SOURCE DATA
|---|
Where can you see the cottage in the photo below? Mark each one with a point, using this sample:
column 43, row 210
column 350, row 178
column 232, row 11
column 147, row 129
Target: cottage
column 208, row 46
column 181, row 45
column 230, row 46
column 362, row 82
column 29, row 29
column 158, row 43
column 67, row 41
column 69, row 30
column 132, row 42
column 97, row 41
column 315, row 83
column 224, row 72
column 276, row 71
|---|
ASSIGNED TASK
Set all the entries above down again exactly.

EXERCISE RESPONSE
Where can you see the cottage in the photo below? Mark each one with a point, using this sample:
column 43, row 210
column 350, row 178
column 232, row 11
column 147, row 129
Target: cottage
column 208, row 46
column 181, row 45
column 230, row 46
column 362, row 82
column 29, row 29
column 158, row 43
column 67, row 41
column 69, row 30
column 132, row 42
column 97, row 41
column 315, row 83
column 224, row 72
column 276, row 71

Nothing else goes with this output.